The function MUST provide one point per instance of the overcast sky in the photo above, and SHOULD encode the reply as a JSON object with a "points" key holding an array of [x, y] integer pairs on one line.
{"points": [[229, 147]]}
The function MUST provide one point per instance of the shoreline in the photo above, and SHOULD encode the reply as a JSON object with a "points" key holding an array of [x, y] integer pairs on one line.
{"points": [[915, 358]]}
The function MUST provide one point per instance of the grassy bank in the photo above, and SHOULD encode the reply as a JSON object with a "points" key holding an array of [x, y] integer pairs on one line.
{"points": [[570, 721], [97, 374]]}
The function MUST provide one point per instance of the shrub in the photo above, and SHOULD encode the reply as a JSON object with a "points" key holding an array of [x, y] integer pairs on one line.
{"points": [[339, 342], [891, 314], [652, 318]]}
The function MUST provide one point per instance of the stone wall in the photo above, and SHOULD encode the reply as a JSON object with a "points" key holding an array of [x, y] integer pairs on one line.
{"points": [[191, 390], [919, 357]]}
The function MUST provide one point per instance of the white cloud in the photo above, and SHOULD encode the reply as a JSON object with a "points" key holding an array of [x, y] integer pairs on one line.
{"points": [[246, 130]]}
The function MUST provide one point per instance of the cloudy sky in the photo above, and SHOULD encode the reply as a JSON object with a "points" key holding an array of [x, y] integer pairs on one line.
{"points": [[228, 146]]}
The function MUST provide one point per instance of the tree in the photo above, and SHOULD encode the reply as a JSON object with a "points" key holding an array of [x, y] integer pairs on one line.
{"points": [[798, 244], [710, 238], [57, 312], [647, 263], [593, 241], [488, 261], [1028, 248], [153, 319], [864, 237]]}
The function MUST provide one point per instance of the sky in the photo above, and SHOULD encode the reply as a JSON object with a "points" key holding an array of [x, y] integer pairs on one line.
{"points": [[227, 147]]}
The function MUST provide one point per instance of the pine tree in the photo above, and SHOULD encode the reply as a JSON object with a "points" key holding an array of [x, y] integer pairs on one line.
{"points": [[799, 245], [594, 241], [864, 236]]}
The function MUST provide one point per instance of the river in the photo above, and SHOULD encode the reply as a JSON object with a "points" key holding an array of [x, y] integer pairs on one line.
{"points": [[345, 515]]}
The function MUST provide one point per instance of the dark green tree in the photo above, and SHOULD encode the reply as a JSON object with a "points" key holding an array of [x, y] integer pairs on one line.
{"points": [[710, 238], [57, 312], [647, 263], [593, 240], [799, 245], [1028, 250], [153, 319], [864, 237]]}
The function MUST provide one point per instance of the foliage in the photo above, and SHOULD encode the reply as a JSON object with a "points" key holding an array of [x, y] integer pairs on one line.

*Esercizio*
Disponga tutte le righe soprastanti in un elenco numerato, omettendo quelle vuote.

*Risultato*
1. The function MUST provide one point per instance of the overcast sky in the photo above, and SHOULD encode the reply as a JSON object with a "points" key holding an array of [x, y] integer pairs on one line.
2. {"points": [[229, 147]]}
3. The function MUST provide one point per instance of the shoreline in the photo above, and SHOULD encode the reply as a JSON object with a "points" key holding an array of [x, y] integer pairs on one line.
4. {"points": [[915, 358]]}
5. The function MUST provide one point per instance of the grassy bank in the photo above, and SHOULD encode the reply as a JSON object with a "points" key holding an array of [x, y] integer pairs on one line.
6. {"points": [[570, 721], [97, 374]]}
7. The function MUST provide one point per instance of the shrub in the photo above, and SHOULD encode the reply as a JSON object with a "points" key holding an array of [x, y] integer pairs on one line.
8. {"points": [[339, 342], [891, 314], [652, 318]]}
9. The function MUST provide one point per instance of the stone wall in the photo above, and SHOULD encode the reply as a JSON object with a "points" key holding an array of [x, y] integer pairs on one line.
10. {"points": [[191, 390], [919, 357]]}
11. The function MUST provide one point per instance of the white cloud in the photo above, and SHOULD encode the reply as a JSON object with a "points" key holding an array of [x, y] integer pairs on one line.
12. {"points": [[246, 130]]}
13. The function MUST provide one point per instance of the cloudy sky in the photo above, and SHOULD encode the reply as a JSON object with a "points" key holding an array of [x, y] integer pairs on one line.
14. {"points": [[228, 146]]}
15. The function MUST provide one point per instance of the tree in the photo above, and SHOULD encode the reply as a JSON object with a "points" key holding an array of [x, y] integer pairs on one line.
16. {"points": [[798, 244], [710, 238], [57, 312], [647, 263], [593, 241], [488, 261], [1028, 248], [153, 319], [864, 237]]}
17. The function MUST provide one point per instance of the sky in the photo above, and SHOULD encode the reply as a JSON object with a "points" key holding an array of [x, y] integer pairs on one line.
18. {"points": [[227, 147]]}
19. The function MUST provide one point per instance of the pine tree in the photo above, and SHOULD encode the reply as a JSON object with a "points" key holding an array of [x, y] integer pairs on one line.
20. {"points": [[799, 245], [594, 241], [864, 236]]}
21. The function MUST provide one point per instance of the river in the photo above, and SHOULD encode the reply as a JSON object with a "points" key holding an array of [x, y] integer pairs on one line.
22. {"points": [[345, 515]]}
23. The function MUST provide one point per instance of the dark green tree in the photo above, and SHOULD encode the reply as a JSON object with a "points" key holding an array of [x, y] integer pairs on one line.
24. {"points": [[710, 238], [57, 312], [647, 263], [593, 240], [799, 245], [1028, 250], [153, 319], [864, 237]]}
25. The function MUST provide one point per instance of the foliage in the photo above, and SHOULD encode the reply as a JSON object with a "points" key holding an array of [x, y] integer pairs on one line.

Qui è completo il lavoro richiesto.